======== Information shown

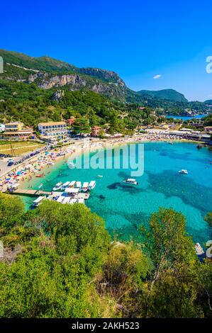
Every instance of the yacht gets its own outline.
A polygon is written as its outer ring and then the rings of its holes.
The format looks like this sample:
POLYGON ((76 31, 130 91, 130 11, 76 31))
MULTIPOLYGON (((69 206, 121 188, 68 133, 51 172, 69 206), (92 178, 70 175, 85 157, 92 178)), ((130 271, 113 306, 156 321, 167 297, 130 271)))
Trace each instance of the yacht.
POLYGON ((64 200, 65 200, 65 197, 60 196, 59 196, 58 199, 57 199, 57 203, 62 203, 64 200))
POLYGON ((189 172, 188 172, 188 170, 184 170, 184 169, 182 169, 179 171, 179 174, 188 174, 189 172))
POLYGON ((77 188, 82 188, 81 181, 77 181, 77 183, 76 183, 76 187, 77 187, 77 188))
POLYGON ((136 181, 136 179, 133 179, 128 178, 128 179, 125 179, 123 183, 129 184, 129 185, 138 185, 138 183, 136 181))
POLYGON ((88 189, 89 189, 89 183, 87 181, 85 181, 84 183, 83 183, 82 191, 83 192, 87 192, 88 189))
POLYGON ((69 185, 69 187, 74 187, 74 185, 76 184, 76 181, 72 181, 70 182, 69 185))
POLYGON ((62 187, 62 181, 59 181, 55 186, 53 188, 53 191, 59 191, 62 187))
POLYGON ((66 181, 61 186, 61 191, 65 191, 65 189, 69 186, 70 181, 66 181))
POLYGON ((96 181, 90 181, 89 185, 89 190, 93 190, 95 186, 96 186, 96 181))

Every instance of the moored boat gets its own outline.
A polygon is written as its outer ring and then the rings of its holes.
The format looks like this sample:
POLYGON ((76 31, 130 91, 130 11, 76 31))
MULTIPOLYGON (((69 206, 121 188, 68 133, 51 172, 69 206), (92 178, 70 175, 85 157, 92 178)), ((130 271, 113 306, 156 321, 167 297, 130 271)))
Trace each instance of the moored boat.
POLYGON ((96 181, 90 181, 89 185, 89 190, 93 190, 95 186, 96 186, 96 181))
POLYGON ((185 170, 185 169, 182 169, 179 171, 179 174, 188 174, 189 172, 188 172, 188 170, 185 170))
POLYGON ((89 183, 87 181, 85 181, 84 183, 83 183, 82 191, 83 192, 87 192, 88 189, 89 189, 89 183))
POLYGON ((70 182, 69 185, 68 187, 74 187, 74 185, 76 184, 76 181, 72 181, 70 182))
POLYGON ((70 181, 66 181, 61 186, 61 191, 65 191, 65 189, 69 186, 70 181))
POLYGON ((76 187, 77 187, 77 188, 82 188, 81 181, 77 181, 76 182, 76 187))
POLYGON ((130 178, 128 178, 128 179, 125 179, 124 181, 123 181, 123 182, 129 185, 138 185, 138 183, 136 181, 136 179, 133 179, 130 178))
POLYGON ((59 191, 62 187, 62 181, 59 181, 55 187, 53 187, 53 191, 59 191))

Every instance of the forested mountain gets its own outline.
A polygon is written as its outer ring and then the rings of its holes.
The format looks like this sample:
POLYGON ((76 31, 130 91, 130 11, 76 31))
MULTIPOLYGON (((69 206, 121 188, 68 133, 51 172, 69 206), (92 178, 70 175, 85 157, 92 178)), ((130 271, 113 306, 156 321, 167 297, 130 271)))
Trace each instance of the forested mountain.
POLYGON ((119 132, 133 130, 144 119, 152 123, 153 111, 164 115, 182 114, 185 108, 208 111, 207 104, 188 102, 172 89, 133 91, 114 72, 78 68, 48 56, 33 57, 3 50, 0 56, 4 59, 1 122, 21 120, 35 127, 42 120, 72 115, 85 117, 91 125, 112 123, 111 131, 119 132))
POLYGON ((182 94, 173 89, 159 90, 158 91, 150 91, 149 90, 141 90, 138 91, 140 96, 152 96, 155 98, 165 99, 174 102, 188 102, 188 100, 182 94))

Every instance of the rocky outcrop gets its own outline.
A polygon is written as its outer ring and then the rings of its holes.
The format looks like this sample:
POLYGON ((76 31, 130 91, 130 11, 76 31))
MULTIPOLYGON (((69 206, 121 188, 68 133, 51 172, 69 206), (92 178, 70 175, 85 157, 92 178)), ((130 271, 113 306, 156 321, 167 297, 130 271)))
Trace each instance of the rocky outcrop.
POLYGON ((52 100, 60 102, 60 99, 65 96, 64 90, 56 90, 56 91, 52 96, 52 100))
POLYGON ((50 89, 55 86, 72 85, 83 88, 87 85, 87 81, 77 74, 55 75, 50 77, 46 73, 38 73, 29 77, 29 83, 35 82, 40 88, 50 89))
MULTIPOLYGON (((115 74, 116 73, 113 74, 113 75, 115 74)), ((121 79, 120 80, 122 81, 121 79)), ((34 82, 43 89, 66 86, 69 90, 78 90, 84 88, 99 94, 113 96, 121 96, 124 89, 126 89, 124 82, 121 82, 121 85, 119 85, 118 82, 106 82, 100 81, 97 78, 91 79, 89 77, 87 78, 87 77, 81 77, 75 74, 51 76, 46 72, 39 72, 30 75, 28 82, 34 82)), ((61 98, 61 91, 57 91, 52 98, 55 101, 59 101, 61 98)))

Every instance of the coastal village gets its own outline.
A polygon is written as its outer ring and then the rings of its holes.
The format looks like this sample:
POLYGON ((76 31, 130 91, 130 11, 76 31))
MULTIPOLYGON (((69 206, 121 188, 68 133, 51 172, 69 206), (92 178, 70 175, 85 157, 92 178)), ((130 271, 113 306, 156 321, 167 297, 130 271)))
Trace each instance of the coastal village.
MULTIPOLYGON (((60 203, 84 203, 84 201, 89 198, 90 191, 96 186, 96 181, 94 180, 86 181, 83 184, 77 180, 72 180, 64 184, 59 181, 51 192, 45 192, 40 189, 18 188, 20 183, 26 179, 29 181, 33 177, 42 179, 45 176, 43 170, 54 165, 57 159, 64 158, 67 160, 69 156, 77 152, 79 145, 82 147, 84 139, 89 143, 91 150, 139 142, 167 141, 172 143, 174 141, 191 140, 199 142, 199 147, 201 145, 211 144, 212 127, 203 127, 201 123, 199 123, 196 126, 201 128, 201 130, 194 130, 184 128, 182 123, 178 125, 178 129, 176 130, 176 125, 161 122, 162 117, 160 117, 159 119, 160 122, 157 126, 138 128, 133 135, 123 135, 121 133, 110 135, 103 131, 102 127, 100 126, 94 126, 87 133, 82 133, 80 130, 76 132, 74 130, 76 119, 74 117, 67 121, 40 123, 37 131, 25 126, 21 122, 1 124, 1 138, 5 142, 9 141, 11 153, 9 156, 4 154, 1 155, 1 165, 5 162, 4 169, 1 168, 0 191, 19 195, 38 196, 33 202, 34 207, 38 205, 44 198, 60 203), (13 146, 18 142, 29 141, 43 145, 38 149, 25 154, 23 159, 19 157, 19 159, 17 159, 13 146), (78 144, 77 146, 76 142, 78 144)), ((191 122, 191 125, 194 126, 194 120, 191 122)))

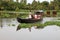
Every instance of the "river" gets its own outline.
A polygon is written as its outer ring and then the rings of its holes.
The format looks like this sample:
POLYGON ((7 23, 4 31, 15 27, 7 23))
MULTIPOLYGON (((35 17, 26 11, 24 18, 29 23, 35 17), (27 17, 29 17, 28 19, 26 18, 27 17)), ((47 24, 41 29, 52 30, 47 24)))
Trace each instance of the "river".
MULTIPOLYGON (((45 19, 47 18, 44 18, 44 20, 45 19)), ((49 19, 48 21, 50 21, 49 19)), ((44 22, 46 22, 46 20, 44 22)), ((3 18, 3 27, 0 27, 0 40, 60 40, 59 26, 50 25, 44 27, 43 29, 35 29, 32 27, 30 32, 28 28, 21 28, 16 31, 18 25, 19 23, 16 18, 3 18)))

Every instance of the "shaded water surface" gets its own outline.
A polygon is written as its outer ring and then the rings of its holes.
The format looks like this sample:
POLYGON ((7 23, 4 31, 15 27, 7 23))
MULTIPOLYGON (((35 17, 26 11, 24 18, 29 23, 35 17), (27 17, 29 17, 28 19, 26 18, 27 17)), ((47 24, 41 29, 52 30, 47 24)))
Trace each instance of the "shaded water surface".
POLYGON ((46 26, 43 29, 32 27, 30 32, 28 28, 21 28, 16 31, 19 25, 16 18, 4 19, 2 22, 3 28, 0 27, 0 40, 60 40, 60 27, 56 25, 46 26))

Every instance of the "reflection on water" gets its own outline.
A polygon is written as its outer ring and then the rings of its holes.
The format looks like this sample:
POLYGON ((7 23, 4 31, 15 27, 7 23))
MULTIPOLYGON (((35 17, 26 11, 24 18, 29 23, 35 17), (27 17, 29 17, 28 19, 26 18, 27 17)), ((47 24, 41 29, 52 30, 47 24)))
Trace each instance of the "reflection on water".
POLYGON ((43 29, 22 28, 15 31, 16 27, 3 27, 0 29, 0 40, 60 40, 60 27, 47 26, 43 29))
POLYGON ((21 28, 16 31, 19 23, 15 18, 2 21, 3 28, 0 28, 0 40, 60 40, 60 27, 56 25, 46 26, 43 29, 32 27, 31 32, 28 28, 21 28))

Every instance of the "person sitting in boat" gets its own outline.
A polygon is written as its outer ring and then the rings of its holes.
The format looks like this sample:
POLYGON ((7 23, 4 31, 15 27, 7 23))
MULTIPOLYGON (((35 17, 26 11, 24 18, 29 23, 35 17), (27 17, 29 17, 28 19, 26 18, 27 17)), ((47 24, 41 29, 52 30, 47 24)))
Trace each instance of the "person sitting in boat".
POLYGON ((29 19, 32 19, 32 14, 31 14, 31 12, 29 13, 29 19))
POLYGON ((40 19, 41 15, 33 15, 34 16, 34 19, 40 19))

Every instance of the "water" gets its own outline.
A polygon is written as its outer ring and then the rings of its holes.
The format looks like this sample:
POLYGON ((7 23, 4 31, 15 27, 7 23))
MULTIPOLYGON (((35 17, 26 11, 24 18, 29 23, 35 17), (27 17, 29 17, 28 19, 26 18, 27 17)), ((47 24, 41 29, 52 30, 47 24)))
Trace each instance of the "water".
POLYGON ((3 28, 0 28, 0 40, 60 40, 60 27, 56 25, 46 26, 43 29, 22 28, 16 31, 19 23, 16 18, 4 19, 3 28), (10 20, 10 21, 9 21, 10 20), (10 24, 8 26, 7 24, 10 24), (12 26, 15 24, 15 26, 12 26))

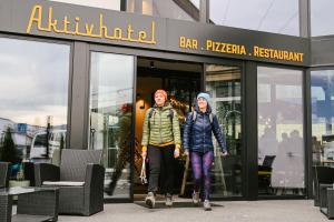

================

Render the lines of the entries as a Markdown table with the columns Row and Line, from the line with "Every instance of the moored" to the line with "POLYGON ((185 170, 185", both included, leaving out any blank lines.

- Solution to the exercise
| Row | Line |
|---|---|
| 1 | Every instance of the moored boat gets its own outline. |
| 2 | A polygon is written as its outer ring and then the rings of its holes. |
| 3 | The format looks like this sample: |
| 4 | POLYGON ((76 31, 130 91, 130 11, 76 31)) |
| 5 | MULTIPOLYGON (((69 206, 121 188, 68 133, 51 172, 69 206), (92 178, 70 175, 85 157, 92 178)), ((130 271, 113 306, 156 321, 167 297, 130 271))) |
| 6 | Trace each instance of the moored boat. |
| 7 | POLYGON ((96 181, 90 181, 89 185, 89 190, 93 190, 95 186, 96 186, 96 181)) |
| 8 | POLYGON ((185 170, 185 169, 182 169, 179 171, 179 174, 188 174, 189 172, 188 172, 188 170, 185 170)) |